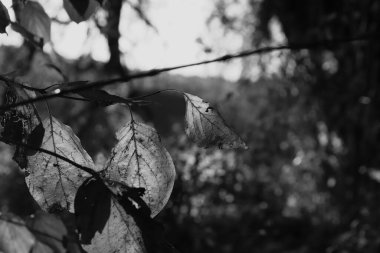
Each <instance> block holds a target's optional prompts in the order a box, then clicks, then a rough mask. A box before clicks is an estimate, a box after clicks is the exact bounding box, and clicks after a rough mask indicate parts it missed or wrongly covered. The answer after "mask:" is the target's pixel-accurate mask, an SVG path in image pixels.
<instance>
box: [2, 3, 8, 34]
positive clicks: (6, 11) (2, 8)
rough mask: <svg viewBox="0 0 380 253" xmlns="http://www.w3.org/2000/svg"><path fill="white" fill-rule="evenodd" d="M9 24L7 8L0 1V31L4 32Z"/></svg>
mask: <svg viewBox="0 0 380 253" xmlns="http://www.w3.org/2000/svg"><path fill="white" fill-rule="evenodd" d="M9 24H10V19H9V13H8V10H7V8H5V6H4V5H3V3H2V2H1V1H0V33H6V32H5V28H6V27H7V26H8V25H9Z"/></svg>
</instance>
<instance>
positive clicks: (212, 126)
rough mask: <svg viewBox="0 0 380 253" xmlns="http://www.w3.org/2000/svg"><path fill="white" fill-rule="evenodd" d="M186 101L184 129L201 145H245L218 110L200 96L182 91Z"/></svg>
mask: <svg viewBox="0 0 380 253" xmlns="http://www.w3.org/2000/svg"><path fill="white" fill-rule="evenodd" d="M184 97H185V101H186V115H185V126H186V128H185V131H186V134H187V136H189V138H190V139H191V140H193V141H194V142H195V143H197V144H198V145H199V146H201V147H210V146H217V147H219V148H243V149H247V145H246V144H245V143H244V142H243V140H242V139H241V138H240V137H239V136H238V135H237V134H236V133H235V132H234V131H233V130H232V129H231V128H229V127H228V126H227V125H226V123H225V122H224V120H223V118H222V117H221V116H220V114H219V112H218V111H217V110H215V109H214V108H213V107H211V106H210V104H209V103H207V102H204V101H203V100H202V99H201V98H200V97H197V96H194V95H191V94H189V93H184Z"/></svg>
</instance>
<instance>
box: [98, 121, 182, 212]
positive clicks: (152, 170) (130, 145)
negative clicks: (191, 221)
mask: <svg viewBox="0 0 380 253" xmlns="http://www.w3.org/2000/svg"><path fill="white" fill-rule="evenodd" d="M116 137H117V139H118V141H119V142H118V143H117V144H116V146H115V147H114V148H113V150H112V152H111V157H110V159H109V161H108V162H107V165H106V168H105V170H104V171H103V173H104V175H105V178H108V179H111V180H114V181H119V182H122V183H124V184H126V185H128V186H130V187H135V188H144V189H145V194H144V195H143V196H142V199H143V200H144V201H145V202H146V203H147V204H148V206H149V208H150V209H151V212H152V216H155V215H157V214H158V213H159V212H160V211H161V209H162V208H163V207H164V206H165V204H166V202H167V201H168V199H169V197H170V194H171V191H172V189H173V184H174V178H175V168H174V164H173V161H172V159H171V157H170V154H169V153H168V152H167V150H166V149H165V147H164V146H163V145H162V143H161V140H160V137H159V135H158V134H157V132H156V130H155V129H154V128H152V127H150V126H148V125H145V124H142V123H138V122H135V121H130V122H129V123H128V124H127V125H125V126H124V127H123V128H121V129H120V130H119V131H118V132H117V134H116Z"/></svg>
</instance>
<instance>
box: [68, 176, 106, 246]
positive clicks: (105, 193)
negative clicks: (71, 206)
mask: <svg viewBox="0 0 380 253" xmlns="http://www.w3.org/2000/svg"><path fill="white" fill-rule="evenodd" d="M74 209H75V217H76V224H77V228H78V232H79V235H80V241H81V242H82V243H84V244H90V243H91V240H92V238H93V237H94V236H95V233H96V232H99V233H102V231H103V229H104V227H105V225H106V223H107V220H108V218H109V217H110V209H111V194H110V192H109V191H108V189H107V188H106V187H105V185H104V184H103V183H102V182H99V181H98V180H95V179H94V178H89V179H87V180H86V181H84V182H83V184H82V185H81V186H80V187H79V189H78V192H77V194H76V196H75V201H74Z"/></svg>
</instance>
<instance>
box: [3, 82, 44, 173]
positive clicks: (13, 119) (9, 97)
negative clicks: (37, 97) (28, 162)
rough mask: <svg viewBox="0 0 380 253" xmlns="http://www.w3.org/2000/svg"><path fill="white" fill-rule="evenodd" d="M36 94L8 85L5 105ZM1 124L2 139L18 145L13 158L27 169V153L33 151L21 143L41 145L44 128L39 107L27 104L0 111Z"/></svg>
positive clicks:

*DIRECTIONS FOR THIS TASK*: When copying, output the data exactly and leave out the pictures.

*TASK ANSWER*:
Each <instance> block holds a target's optional prompts in the order a box, then clicks, then a rough mask. A box before clicks is an estimate, a box after clicks is the exact bounding box, and clicks after a rough mask indicate parts it missed or wrongly covered. The answer after "mask:" is the target's pixel-accurate mask, an SVG path in image pixels.
<instance>
box: [2, 3, 8, 34]
positive clicks: (6, 11) (2, 8)
rough mask: <svg viewBox="0 0 380 253" xmlns="http://www.w3.org/2000/svg"><path fill="white" fill-rule="evenodd" d="M9 24L7 8L0 1V31L4 32Z"/></svg>
mask: <svg viewBox="0 0 380 253" xmlns="http://www.w3.org/2000/svg"><path fill="white" fill-rule="evenodd" d="M9 24H10V19H9V13H8V10H7V8H5V6H4V5H3V3H2V2H1V1H0V33H6V32H5V28H6V27H7V26H8V25H9Z"/></svg>
</instance>
<instance>
positive clicks: (212, 126)
rough mask: <svg viewBox="0 0 380 253" xmlns="http://www.w3.org/2000/svg"><path fill="white" fill-rule="evenodd" d="M186 101L184 129L201 145H245L218 110L200 96L182 91Z"/></svg>
mask: <svg viewBox="0 0 380 253" xmlns="http://www.w3.org/2000/svg"><path fill="white" fill-rule="evenodd" d="M184 97H185V101H186V115H185V126H186V128H185V131H186V134H187V136H189V138H190V139H191V140H193V141H194V142H195V143H197V144H198V145H199V146H201V147H210V146H217V147H219V148H243V149H247V145H246V144H245V143H244V142H243V140H242V139H241V138H240V137H239V136H238V135H237V134H236V133H235V132H234V131H233V130H232V129H231V128H229V127H228V126H227V125H226V123H225V122H224V120H223V118H222V117H221V116H220V114H219V112H218V111H217V110H215V109H214V108H213V107H211V106H210V104H209V103H207V102H204V101H203V100H202V99H201V98H200V97H197V96H194V95H191V94H189V93H184Z"/></svg>
</instance>
<instance>
box: [98, 121, 182, 212]
positive clicks: (152, 170) (130, 145)
negative clicks: (191, 221)
mask: <svg viewBox="0 0 380 253" xmlns="http://www.w3.org/2000/svg"><path fill="white" fill-rule="evenodd" d="M116 137H117V139H118V141H119V142H118V143H117V144H116V146H115V147H114V148H113V150H112V152H111V157H110V159H109V161H108V162H107V165H106V168H105V170H104V171H103V173H104V175H105V178H108V179H111V180H114V181H119V182H122V183H124V184H126V185H128V186H130V187H135V188H144V189H145V194H144V195H143V196H142V199H143V200H144V201H145V202H146V203H147V204H148V206H149V208H150V209H151V212H152V216H155V215H157V214H158V213H159V212H160V211H161V209H162V208H163V207H164V206H165V204H166V202H167V201H168V199H169V197H170V194H171V191H172V189H173V184H174V178H175V168H174V164H173V161H172V159H171V157H170V154H169V153H168V152H167V150H166V149H165V147H164V146H163V145H162V143H161V140H160V137H159V135H158V134H157V132H156V130H155V129H154V128H152V127H150V126H148V125H145V124H142V123H138V122H135V121H130V122H129V123H128V124H127V125H125V126H124V127H123V128H121V129H120V130H119V131H118V132H117V134H116Z"/></svg>
</instance>
<instance>
box: [68, 176, 106, 246]
positive clicks: (105, 193)
negative clicks: (71, 206)
mask: <svg viewBox="0 0 380 253" xmlns="http://www.w3.org/2000/svg"><path fill="white" fill-rule="evenodd" d="M74 209H75V217H76V224H77V228H78V232H79V235H80V241H81V242H82V243H84V244H90V243H91V240H92V238H93V237H94V236H95V233H96V232H99V233H102V231H103V229H104V227H105V225H106V223H107V220H108V218H109V217H110V209H111V194H110V192H109V191H108V189H107V188H106V187H105V185H104V184H103V183H102V182H99V181H98V180H95V179H94V178H89V179H87V180H86V181H84V182H83V184H82V185H81V186H80V187H79V189H78V192H77V194H76V196H75V201H74Z"/></svg>
</instance>
<instance>
box: [3, 82, 44, 173]
positive clicks: (13, 119) (9, 97)
negative clicks: (37, 97) (28, 162)
rough mask: <svg viewBox="0 0 380 253" xmlns="http://www.w3.org/2000/svg"><path fill="white" fill-rule="evenodd" d="M36 94L8 85L5 105ZM1 124L2 139L18 145L13 158L27 169V153L33 151L21 143L41 145L44 128L39 107L27 104L0 111Z"/></svg>
positive clicks:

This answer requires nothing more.